» **YOUR TASK**: Exact reproduction required: the lines below from the line with "Place a dot on every instance of the clear" to the line with "Place a dot on every instance of the asphalt", both ends included, and no others.

» **GIVEN RECORDS**:
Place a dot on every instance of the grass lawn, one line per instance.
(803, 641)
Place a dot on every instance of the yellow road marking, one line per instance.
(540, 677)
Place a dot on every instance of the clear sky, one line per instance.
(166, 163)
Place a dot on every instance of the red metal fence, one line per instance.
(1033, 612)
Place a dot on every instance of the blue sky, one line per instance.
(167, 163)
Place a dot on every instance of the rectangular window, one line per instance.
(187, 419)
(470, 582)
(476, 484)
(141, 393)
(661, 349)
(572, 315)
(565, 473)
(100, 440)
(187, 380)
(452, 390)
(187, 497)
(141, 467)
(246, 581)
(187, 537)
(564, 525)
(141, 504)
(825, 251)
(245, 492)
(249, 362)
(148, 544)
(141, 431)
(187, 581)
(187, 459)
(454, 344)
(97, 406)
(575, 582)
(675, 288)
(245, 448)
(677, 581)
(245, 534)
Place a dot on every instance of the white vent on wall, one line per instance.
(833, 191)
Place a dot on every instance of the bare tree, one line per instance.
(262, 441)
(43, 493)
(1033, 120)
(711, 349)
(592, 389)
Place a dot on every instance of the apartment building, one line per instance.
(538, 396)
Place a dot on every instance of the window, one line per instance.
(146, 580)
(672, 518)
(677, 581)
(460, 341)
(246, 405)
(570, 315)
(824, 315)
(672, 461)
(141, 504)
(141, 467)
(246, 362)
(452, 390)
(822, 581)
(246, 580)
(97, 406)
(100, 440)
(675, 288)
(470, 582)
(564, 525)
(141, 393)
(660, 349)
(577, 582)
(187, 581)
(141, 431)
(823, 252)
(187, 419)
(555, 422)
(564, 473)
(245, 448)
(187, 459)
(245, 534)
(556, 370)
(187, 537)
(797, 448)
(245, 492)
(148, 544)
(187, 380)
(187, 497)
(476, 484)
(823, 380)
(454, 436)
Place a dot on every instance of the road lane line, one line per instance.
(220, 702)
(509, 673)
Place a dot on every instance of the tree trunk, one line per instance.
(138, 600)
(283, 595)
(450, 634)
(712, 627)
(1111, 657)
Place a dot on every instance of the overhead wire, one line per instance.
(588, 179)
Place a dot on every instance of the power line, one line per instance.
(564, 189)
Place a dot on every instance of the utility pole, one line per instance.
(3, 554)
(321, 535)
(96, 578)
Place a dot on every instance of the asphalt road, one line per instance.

---

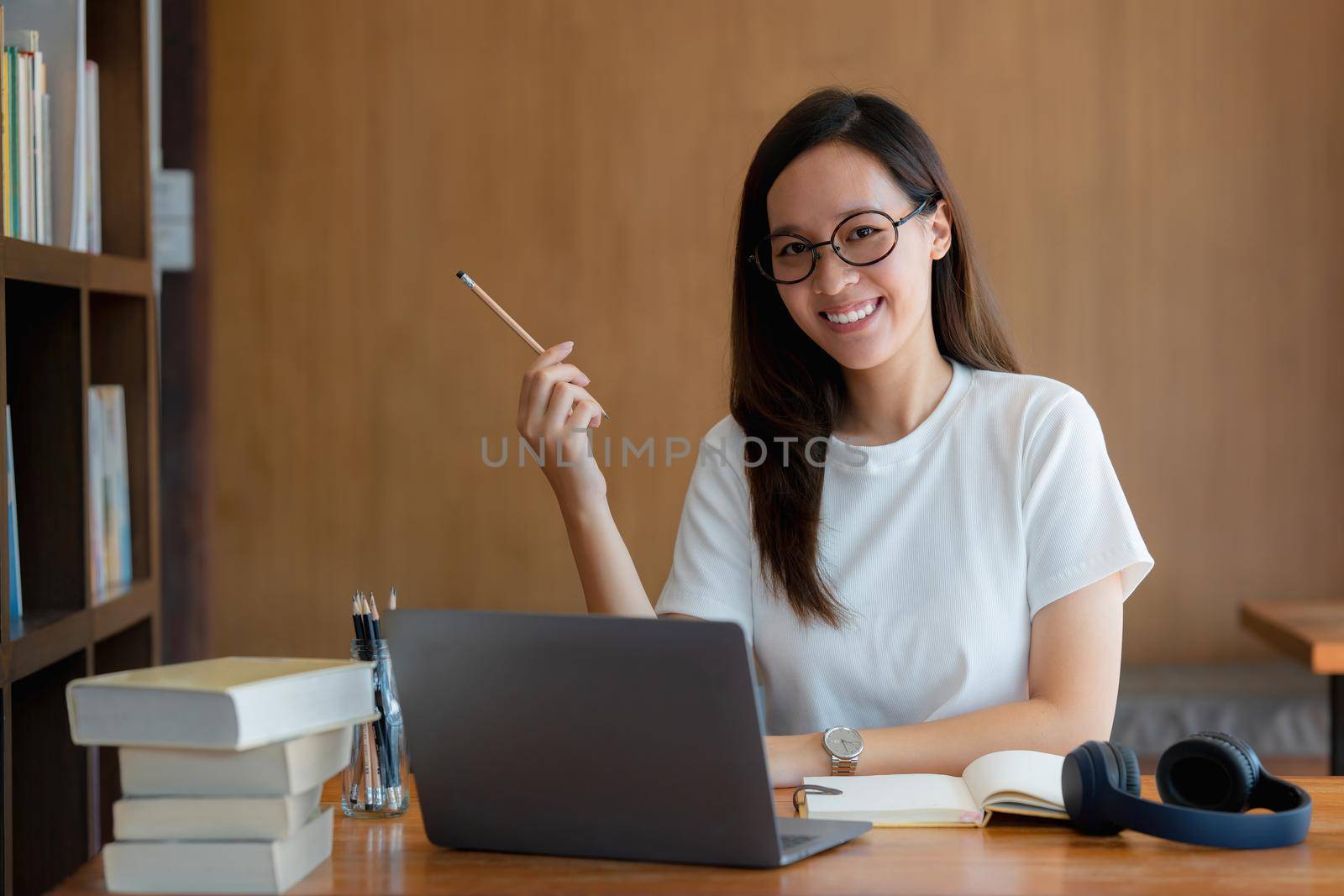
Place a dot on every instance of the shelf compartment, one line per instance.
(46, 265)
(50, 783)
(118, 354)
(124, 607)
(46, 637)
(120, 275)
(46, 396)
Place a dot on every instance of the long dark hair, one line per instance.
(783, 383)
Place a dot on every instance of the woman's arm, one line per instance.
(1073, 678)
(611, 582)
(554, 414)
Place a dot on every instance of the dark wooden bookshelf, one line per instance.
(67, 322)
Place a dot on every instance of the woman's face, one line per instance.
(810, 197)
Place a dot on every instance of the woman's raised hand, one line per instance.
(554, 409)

» **RESPONSE AREA**:
Place a dot on every instance of the clear sky, one line per instance.
(166, 163)
Place a dot on every instance of the red metal fence, one line per instance.
(1033, 612)
Place a dot on every instance of the blue sky, one line per instance.
(167, 163)
Place a dot on every instance of the rectangular window, one line per instance.
(187, 419)
(470, 582)
(476, 484)
(141, 393)
(661, 349)
(572, 315)
(565, 473)
(100, 440)
(187, 380)
(452, 390)
(187, 497)
(141, 467)
(246, 581)
(187, 537)
(564, 525)
(141, 504)
(825, 251)
(245, 492)
(249, 362)
(148, 544)
(141, 431)
(187, 581)
(187, 459)
(454, 344)
(97, 406)
(575, 582)
(675, 288)
(245, 448)
(677, 581)
(245, 534)
Place a dot on every instance of the white vent on wall, one line per instance.
(833, 191)
Place a dot on every instance of the bare tree, one line per instance.
(262, 441)
(43, 493)
(1033, 120)
(711, 349)
(592, 389)
Place a dot on every instance of the apartment building, one line per instance.
(538, 396)
Place a dot on every instance of the window, one line per instance.
(146, 580)
(672, 518)
(677, 581)
(460, 341)
(246, 405)
(570, 315)
(824, 315)
(672, 461)
(141, 504)
(141, 467)
(246, 362)
(452, 390)
(822, 581)
(246, 580)
(97, 406)
(100, 440)
(675, 288)
(470, 582)
(564, 525)
(141, 393)
(660, 349)
(577, 582)
(187, 581)
(141, 431)
(823, 252)
(187, 419)
(555, 422)
(564, 473)
(245, 448)
(187, 459)
(245, 534)
(556, 370)
(187, 537)
(797, 448)
(245, 492)
(148, 544)
(187, 380)
(187, 497)
(476, 484)
(823, 380)
(454, 436)
Place a dot on every instance of the road lane line, one line per instance.
(220, 702)
(509, 673)
Place a dot on every instance of the tree trunk, one line per instance.
(138, 600)
(283, 595)
(450, 634)
(712, 627)
(1111, 657)
Place a dot on every instance of the overhead wire, one line per instance.
(588, 179)
Place a dot on every instance of the power line, one line per instance.
(564, 189)
Place a dot on every instance of the utility pole, one line per instance.
(3, 554)
(321, 535)
(96, 578)
Place a dot on every instance of the asphalt road, one line per instance.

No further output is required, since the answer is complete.